> **EXERCISE DESCRIPTION**: Summarize the text on homemade masks in two sentences.
Start of TEXT SHOWN
Exactly how good — or bad — are these homemade masks people are making? This is a deadly serious question, literally life or death. If you are wearing these you must understand that a cotton mask filters only 50-70% of most virus particles. I do say “only” because I personally think this is an unacceptable risk, and the major problem here is a man-made shortage and a shocking lack of preparation. But yes, it is better than nothing. Hopefully, within a week, we will never need to have this discussion again, and healthcare workers will be using the N95 masks they deserve, all the time, as a one time use.

Otherwise, I would like to at least provide people with the evidence about homemade masks, even which fabric is best, in the rest of this article.

Don’t try this at home…



This very relevant question was nicely answered in one of two wonderful articles from the Smartair team, I’ve known them for years as we both done a lot of DIY research on air pollution devices like masks and indoor air purifiers. Here’s their take-home message from their article.
End of TEXT SHOWN
Start of STORED DATA
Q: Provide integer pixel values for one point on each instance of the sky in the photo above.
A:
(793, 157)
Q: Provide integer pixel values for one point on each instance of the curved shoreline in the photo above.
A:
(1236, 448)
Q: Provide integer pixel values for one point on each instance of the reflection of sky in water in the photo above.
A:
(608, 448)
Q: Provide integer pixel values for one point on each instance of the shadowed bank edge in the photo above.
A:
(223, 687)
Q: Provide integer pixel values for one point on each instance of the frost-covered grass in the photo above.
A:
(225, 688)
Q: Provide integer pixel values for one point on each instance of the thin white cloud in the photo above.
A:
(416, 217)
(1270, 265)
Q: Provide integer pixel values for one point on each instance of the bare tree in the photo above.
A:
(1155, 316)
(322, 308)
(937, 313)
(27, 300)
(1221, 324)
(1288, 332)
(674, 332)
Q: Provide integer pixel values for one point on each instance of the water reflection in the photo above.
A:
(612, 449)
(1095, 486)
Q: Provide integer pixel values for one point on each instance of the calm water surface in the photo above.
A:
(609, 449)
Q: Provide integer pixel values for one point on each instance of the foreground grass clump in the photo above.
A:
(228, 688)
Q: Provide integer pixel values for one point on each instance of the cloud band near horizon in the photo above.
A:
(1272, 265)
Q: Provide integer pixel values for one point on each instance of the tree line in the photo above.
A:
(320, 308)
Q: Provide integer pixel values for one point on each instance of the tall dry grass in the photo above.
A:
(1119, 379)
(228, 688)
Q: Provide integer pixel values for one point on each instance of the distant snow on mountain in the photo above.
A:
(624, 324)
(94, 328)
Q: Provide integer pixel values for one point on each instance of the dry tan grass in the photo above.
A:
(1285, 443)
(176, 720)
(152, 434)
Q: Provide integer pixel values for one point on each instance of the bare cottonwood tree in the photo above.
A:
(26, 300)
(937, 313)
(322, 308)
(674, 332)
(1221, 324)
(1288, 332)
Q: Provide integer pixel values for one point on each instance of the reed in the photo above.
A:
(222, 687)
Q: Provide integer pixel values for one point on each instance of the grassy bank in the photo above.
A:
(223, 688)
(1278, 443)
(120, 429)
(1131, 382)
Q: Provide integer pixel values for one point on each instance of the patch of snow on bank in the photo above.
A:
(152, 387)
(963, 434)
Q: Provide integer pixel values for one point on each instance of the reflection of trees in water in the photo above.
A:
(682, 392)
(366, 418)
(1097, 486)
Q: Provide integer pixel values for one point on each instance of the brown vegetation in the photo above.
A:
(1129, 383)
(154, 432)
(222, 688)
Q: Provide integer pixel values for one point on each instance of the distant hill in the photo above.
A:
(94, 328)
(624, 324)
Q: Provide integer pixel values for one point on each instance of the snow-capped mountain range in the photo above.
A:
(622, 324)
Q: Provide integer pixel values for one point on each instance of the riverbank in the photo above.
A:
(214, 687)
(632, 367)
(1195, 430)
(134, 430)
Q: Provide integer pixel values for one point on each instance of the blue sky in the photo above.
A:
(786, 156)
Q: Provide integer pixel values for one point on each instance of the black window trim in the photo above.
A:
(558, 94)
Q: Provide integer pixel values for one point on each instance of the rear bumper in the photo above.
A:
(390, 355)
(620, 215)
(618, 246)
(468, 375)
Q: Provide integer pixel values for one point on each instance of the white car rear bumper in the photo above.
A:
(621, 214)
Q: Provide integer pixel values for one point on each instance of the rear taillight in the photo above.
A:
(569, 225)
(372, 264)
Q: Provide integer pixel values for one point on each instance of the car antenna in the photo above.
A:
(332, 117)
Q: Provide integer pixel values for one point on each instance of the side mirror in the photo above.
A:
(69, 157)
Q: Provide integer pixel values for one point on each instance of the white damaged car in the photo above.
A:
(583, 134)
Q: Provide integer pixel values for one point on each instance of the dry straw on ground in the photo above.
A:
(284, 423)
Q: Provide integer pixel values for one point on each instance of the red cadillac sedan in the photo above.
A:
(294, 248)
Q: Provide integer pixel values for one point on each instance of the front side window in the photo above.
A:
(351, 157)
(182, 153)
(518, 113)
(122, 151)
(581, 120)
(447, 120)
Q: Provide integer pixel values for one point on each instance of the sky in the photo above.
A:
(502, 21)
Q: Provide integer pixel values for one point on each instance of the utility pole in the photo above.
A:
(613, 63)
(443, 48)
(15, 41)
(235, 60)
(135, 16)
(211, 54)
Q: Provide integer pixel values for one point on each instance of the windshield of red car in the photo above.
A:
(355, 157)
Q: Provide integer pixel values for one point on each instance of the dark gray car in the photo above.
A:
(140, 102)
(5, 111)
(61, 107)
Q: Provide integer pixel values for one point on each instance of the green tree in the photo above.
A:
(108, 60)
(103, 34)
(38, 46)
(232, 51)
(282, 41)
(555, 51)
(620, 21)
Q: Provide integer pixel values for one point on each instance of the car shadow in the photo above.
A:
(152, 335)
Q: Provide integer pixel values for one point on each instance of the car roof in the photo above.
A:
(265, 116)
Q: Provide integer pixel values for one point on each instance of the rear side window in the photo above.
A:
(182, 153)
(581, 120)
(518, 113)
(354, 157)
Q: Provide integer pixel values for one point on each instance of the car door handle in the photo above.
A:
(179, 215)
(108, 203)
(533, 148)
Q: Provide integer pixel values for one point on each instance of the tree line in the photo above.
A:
End of STORED DATA
> **ANSWER FOR THE TASK**: A cotton mask filters only 50-70% of most virus particles, which the writer considers an unacceptable risk caused by a man-made shortage and a lack of preparation, though still better than nothing. The writer hopes healthcare workers will soon have the N95 masks they deserve and sets out to present the evidence on homemade masks, including which fabric is best, drawing on an article from the Smartair team.